Stored dataset items

----------------

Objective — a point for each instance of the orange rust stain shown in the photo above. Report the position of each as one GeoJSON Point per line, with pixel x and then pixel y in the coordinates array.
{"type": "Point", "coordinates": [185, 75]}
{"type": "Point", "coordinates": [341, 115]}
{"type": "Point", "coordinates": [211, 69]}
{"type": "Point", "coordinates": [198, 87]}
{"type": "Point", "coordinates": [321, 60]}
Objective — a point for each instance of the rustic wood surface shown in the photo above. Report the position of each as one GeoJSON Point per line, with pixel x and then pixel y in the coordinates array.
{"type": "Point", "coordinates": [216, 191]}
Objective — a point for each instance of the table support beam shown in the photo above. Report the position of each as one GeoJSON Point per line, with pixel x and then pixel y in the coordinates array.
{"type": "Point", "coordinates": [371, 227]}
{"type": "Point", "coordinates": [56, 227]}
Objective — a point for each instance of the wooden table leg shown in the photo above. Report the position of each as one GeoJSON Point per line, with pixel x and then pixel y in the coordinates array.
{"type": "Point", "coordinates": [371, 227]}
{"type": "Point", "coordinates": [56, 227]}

----------------

Work order -> All the data above is to be given again, exactly.

Response to this exercise ->
Objective — a point for each instance of the orange rust stain shown in the photo above. Report the position of each as one GeoJSON Point per line, with pixel x and then pixel y in the coordinates array.
{"type": "Point", "coordinates": [185, 75]}
{"type": "Point", "coordinates": [341, 115]}
{"type": "Point", "coordinates": [211, 69]}
{"type": "Point", "coordinates": [198, 87]}
{"type": "Point", "coordinates": [321, 60]}
Objective — a point for each instance of the rustic wood surface shown in the photo above. Report the position of each as one GeoJSON Point per line, with pixel x and then pixel y in the coordinates array.
{"type": "Point", "coordinates": [216, 191]}
Objective — a point for each instance of the table support beam shown in the photo above. Report the position of each as one GeoJSON Point per line, with pixel x and then pixel y in the coordinates array.
{"type": "Point", "coordinates": [371, 227]}
{"type": "Point", "coordinates": [56, 227]}
Objective — a point for each instance of the wooden table leg shown in the photo above. Report the position of each as one GeoJSON Point per line, with pixel x and then pixel y in the coordinates array.
{"type": "Point", "coordinates": [371, 227]}
{"type": "Point", "coordinates": [56, 227]}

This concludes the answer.